→ DATASET ROWS
-- begin --
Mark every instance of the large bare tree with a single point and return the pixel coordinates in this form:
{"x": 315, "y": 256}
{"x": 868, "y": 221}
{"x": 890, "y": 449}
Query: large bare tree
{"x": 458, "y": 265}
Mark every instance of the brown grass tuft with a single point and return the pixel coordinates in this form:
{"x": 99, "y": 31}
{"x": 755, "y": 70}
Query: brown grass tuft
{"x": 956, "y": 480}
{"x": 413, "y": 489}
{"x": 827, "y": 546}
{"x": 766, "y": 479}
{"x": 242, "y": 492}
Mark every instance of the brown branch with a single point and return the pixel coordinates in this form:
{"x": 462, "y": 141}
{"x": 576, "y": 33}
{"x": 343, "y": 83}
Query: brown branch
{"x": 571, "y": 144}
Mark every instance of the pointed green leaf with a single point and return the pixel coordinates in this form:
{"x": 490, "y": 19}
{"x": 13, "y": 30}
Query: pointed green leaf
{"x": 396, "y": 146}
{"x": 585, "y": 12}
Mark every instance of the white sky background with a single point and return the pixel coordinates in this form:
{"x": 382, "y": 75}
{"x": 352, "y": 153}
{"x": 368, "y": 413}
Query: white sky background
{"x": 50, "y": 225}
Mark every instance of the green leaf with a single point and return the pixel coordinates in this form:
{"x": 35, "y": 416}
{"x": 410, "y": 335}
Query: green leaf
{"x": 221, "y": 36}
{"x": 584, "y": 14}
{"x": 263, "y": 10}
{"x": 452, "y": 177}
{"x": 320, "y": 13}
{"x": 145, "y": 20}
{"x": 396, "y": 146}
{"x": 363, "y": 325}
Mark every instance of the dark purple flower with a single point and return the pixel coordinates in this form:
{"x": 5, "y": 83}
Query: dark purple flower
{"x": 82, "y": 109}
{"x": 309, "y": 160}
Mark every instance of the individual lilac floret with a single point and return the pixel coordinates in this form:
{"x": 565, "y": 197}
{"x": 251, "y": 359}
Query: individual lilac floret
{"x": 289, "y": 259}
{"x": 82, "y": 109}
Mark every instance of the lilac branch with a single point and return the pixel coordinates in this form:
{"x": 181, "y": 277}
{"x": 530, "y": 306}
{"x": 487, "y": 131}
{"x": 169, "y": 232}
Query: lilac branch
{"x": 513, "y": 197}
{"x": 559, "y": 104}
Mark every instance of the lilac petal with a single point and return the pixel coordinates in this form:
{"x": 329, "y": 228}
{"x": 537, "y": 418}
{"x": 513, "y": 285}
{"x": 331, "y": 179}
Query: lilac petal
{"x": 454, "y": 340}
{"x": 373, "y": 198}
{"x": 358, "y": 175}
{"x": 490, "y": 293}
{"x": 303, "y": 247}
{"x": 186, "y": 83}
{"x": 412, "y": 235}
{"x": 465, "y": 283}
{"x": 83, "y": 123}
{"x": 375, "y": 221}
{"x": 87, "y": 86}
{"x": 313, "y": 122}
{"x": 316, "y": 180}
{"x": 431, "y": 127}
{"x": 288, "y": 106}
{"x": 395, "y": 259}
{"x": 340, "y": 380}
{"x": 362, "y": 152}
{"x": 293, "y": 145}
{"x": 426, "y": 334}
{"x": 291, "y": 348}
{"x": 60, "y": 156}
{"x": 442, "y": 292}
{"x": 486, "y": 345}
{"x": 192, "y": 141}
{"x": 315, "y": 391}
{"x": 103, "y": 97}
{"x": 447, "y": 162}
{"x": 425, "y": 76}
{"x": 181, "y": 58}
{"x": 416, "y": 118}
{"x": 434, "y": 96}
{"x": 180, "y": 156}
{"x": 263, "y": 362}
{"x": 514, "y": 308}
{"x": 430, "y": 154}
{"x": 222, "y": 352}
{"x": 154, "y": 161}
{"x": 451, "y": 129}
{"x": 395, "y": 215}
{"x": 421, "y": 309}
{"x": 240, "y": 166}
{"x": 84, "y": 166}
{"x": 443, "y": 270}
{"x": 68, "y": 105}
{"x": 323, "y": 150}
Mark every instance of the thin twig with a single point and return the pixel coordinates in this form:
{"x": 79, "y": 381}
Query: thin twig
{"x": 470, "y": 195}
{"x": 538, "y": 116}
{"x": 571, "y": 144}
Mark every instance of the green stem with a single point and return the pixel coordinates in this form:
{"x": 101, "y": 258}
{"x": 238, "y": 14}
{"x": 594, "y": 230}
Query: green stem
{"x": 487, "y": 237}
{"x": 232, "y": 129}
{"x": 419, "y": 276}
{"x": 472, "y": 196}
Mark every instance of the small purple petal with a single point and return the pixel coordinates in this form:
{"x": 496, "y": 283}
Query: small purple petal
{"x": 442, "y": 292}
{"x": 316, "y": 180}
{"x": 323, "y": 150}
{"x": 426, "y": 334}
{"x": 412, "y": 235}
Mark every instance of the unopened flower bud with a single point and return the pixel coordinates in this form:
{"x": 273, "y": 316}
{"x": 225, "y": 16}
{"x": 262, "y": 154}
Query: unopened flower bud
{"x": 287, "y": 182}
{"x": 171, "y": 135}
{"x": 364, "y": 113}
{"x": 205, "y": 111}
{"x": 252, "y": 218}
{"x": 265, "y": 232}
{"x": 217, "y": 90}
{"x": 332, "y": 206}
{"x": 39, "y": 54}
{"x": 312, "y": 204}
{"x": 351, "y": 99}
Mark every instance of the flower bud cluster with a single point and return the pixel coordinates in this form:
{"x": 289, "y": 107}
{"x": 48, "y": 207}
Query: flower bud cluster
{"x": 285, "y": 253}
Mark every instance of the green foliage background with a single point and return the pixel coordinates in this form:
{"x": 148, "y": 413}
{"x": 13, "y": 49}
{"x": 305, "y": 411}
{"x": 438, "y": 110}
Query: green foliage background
-- end --
Turn every line of the records above into a Markdown table with two columns, Row and Record: the row number goes under Row and the line itself under Record. Skip any blank lines.

→ FINISHED ANSWER
| Row | Record |
|---|---|
| 1 | Mark every instance of the large bare tree with a single point and return the pixel coordinates in this form: |
| 2 | {"x": 315, "y": 256} |
| 3 | {"x": 868, "y": 221} |
| 4 | {"x": 890, "y": 449} |
| 5 | Query: large bare tree |
| 6 | {"x": 458, "y": 265} |
| 7 | Mark every instance of the brown grass tuft with a single point and return the pixel coordinates in this form: |
| 8 | {"x": 99, "y": 31} |
| 9 | {"x": 755, "y": 70} |
| 10 | Query: brown grass tuft |
| 11 | {"x": 956, "y": 480} |
| 12 | {"x": 413, "y": 489} |
| 13 | {"x": 827, "y": 546} |
| 14 | {"x": 766, "y": 479} |
| 15 | {"x": 242, "y": 492} |
| 16 | Mark every instance of the brown branch with a single point and return the pixel coordinates in this form: |
| 17 | {"x": 462, "y": 141} |
| 18 | {"x": 576, "y": 33} |
| 19 | {"x": 343, "y": 83} |
| 20 | Query: brown branch |
| 21 | {"x": 571, "y": 144} |
| 22 | Mark every instance of the pointed green leaf with a single point and return the pixel coordinates in this form: |
| 23 | {"x": 490, "y": 19} |
| 24 | {"x": 13, "y": 30} |
| 25 | Query: pointed green leaf |
| 26 | {"x": 396, "y": 146} |
| 27 | {"x": 585, "y": 12} |
| 28 | Mark every instance of the white sky background with a single point and return the pixel coordinates in this form: |
| 29 | {"x": 382, "y": 75} |
| 30 | {"x": 352, "y": 153} |
| 31 | {"x": 368, "y": 413} |
| 32 | Query: white sky background |
| 33 | {"x": 50, "y": 225} |
| 34 | Mark every instance of the green leaf with a single point and return the pixel coordinates in this form: |
| 35 | {"x": 35, "y": 416} |
| 36 | {"x": 410, "y": 335} |
| 37 | Query: green leaf |
| 38 | {"x": 221, "y": 36} |
| 39 | {"x": 584, "y": 14} |
| 40 | {"x": 263, "y": 10} |
| 41 | {"x": 452, "y": 177} |
| 42 | {"x": 320, "y": 13} |
| 43 | {"x": 145, "y": 20} |
| 44 | {"x": 396, "y": 146} |
| 45 | {"x": 363, "y": 325} |
| 46 | Mark every instance of the dark purple flower with a single point and return the pixel coordinates in this form: |
| 47 | {"x": 5, "y": 83} |
| 48 | Query: dark purple flower |
| 49 | {"x": 82, "y": 109} |
| 50 | {"x": 309, "y": 160} |
| 51 | Mark every instance of the individual lilac floret with a single point and return the pixel coordinates in this form: |
| 52 | {"x": 565, "y": 197} |
| 53 | {"x": 251, "y": 359} |
| 54 | Query: individual lilac floret |
| 55 | {"x": 289, "y": 259} |
| 56 | {"x": 82, "y": 109} |
| 57 | Mark every instance of the lilac branch with a single point and return the pixel coordinates in this form: |
| 58 | {"x": 181, "y": 277} |
| 59 | {"x": 530, "y": 306} |
| 60 | {"x": 487, "y": 131} |
| 61 | {"x": 169, "y": 232} |
| 62 | Query: lilac branch |
| 63 | {"x": 513, "y": 197} |
| 64 | {"x": 559, "y": 104} |
| 65 | Mark every instance of the lilac petal with a single point and return the pixel coordinates in this form: |
| 66 | {"x": 329, "y": 228} |
| 67 | {"x": 537, "y": 418} |
| 68 | {"x": 513, "y": 285} |
| 69 | {"x": 331, "y": 179} |
| 70 | Query: lilac petal |
| 71 | {"x": 454, "y": 340} |
| 72 | {"x": 373, "y": 198} |
| 73 | {"x": 358, "y": 175} |
| 74 | {"x": 490, "y": 293} |
| 75 | {"x": 303, "y": 247} |
| 76 | {"x": 186, "y": 83} |
| 77 | {"x": 412, "y": 235} |
| 78 | {"x": 465, "y": 283} |
| 79 | {"x": 83, "y": 123} |
| 80 | {"x": 375, "y": 221} |
| 81 | {"x": 87, "y": 86} |
| 82 | {"x": 313, "y": 122} |
| 83 | {"x": 316, "y": 180} |
| 84 | {"x": 431, "y": 127} |
| 85 | {"x": 288, "y": 106} |
| 86 | {"x": 395, "y": 259} |
| 87 | {"x": 340, "y": 380} |
| 88 | {"x": 362, "y": 152} |
| 89 | {"x": 293, "y": 145} |
| 90 | {"x": 426, "y": 334} |
| 91 | {"x": 291, "y": 348} |
| 92 | {"x": 60, "y": 156} |
| 93 | {"x": 442, "y": 292} |
| 94 | {"x": 486, "y": 345} |
| 95 | {"x": 192, "y": 141} |
| 96 | {"x": 315, "y": 391} |
| 97 | {"x": 103, "y": 97} |
| 98 | {"x": 447, "y": 162} |
| 99 | {"x": 425, "y": 76} |
| 100 | {"x": 181, "y": 58} |
| 101 | {"x": 416, "y": 118} |
| 102 | {"x": 434, "y": 96} |
| 103 | {"x": 180, "y": 156} |
| 104 | {"x": 263, "y": 362} |
| 105 | {"x": 514, "y": 308} |
| 106 | {"x": 430, "y": 154} |
| 107 | {"x": 222, "y": 352} |
| 108 | {"x": 154, "y": 161} |
| 109 | {"x": 451, "y": 129} |
| 110 | {"x": 395, "y": 215} |
| 111 | {"x": 421, "y": 309} |
| 112 | {"x": 240, "y": 166} |
| 113 | {"x": 84, "y": 166} |
| 114 | {"x": 443, "y": 270} |
| 115 | {"x": 68, "y": 105} |
| 116 | {"x": 323, "y": 150} |
| 117 | Mark every instance of the thin twig with a single point and return the pixel coordinates in this form: |
| 118 | {"x": 79, "y": 381} |
| 119 | Query: thin twig |
| 120 | {"x": 470, "y": 195} |
| 121 | {"x": 538, "y": 116} |
| 122 | {"x": 571, "y": 144} |
| 123 | Mark every instance of the green stem with a single point and return the pixel coordinates in this form: |
| 124 | {"x": 101, "y": 258} |
| 125 | {"x": 238, "y": 14} |
| 126 | {"x": 594, "y": 230} |
| 127 | Query: green stem |
| 128 | {"x": 487, "y": 237} |
| 129 | {"x": 232, "y": 129} |
| 130 | {"x": 419, "y": 276} |
| 131 | {"x": 472, "y": 196} |
| 132 | Mark every instance of the small purple petal with a single point and return the pixel coordinates in this form: |
| 133 | {"x": 496, "y": 283} |
| 134 | Query: small purple petal |
| 135 | {"x": 442, "y": 292} |
| 136 | {"x": 316, "y": 180} |
| 137 | {"x": 323, "y": 150} |
| 138 | {"x": 426, "y": 334} |
| 139 | {"x": 412, "y": 235} |
| 140 | Mark every instance of the unopened flower bud with a single point and return the pixel coordinates in this form: |
| 141 | {"x": 273, "y": 316} |
| 142 | {"x": 225, "y": 16} |
| 143 | {"x": 262, "y": 154} |
| 144 | Query: unopened flower bud |
| 145 | {"x": 287, "y": 182} |
| 146 | {"x": 171, "y": 135} |
| 147 | {"x": 364, "y": 113} |
| 148 | {"x": 205, "y": 111} |
| 149 | {"x": 252, "y": 218} |
| 150 | {"x": 265, "y": 232} |
| 151 | {"x": 217, "y": 90} |
| 152 | {"x": 332, "y": 206} |
| 153 | {"x": 39, "y": 54} |
| 154 | {"x": 312, "y": 204} |
| 155 | {"x": 351, "y": 99} |
| 156 | Mark every instance of the flower bud cluster with a single point and return the pixel coordinates in this form: |
| 157 | {"x": 289, "y": 107} |
| 158 | {"x": 48, "y": 207} |
| 159 | Query: flower bud cluster |
| 160 | {"x": 285, "y": 253} |
| 161 | Mark every instance of the green foliage background with a single point and return the pixel coordinates in this form: |
| 162 | {"x": 148, "y": 413} |
| 163 | {"x": 13, "y": 49} |
| 164 | {"x": 305, "y": 411} |
| 165 | {"x": 438, "y": 110} |
| 166 | Query: green foliage background |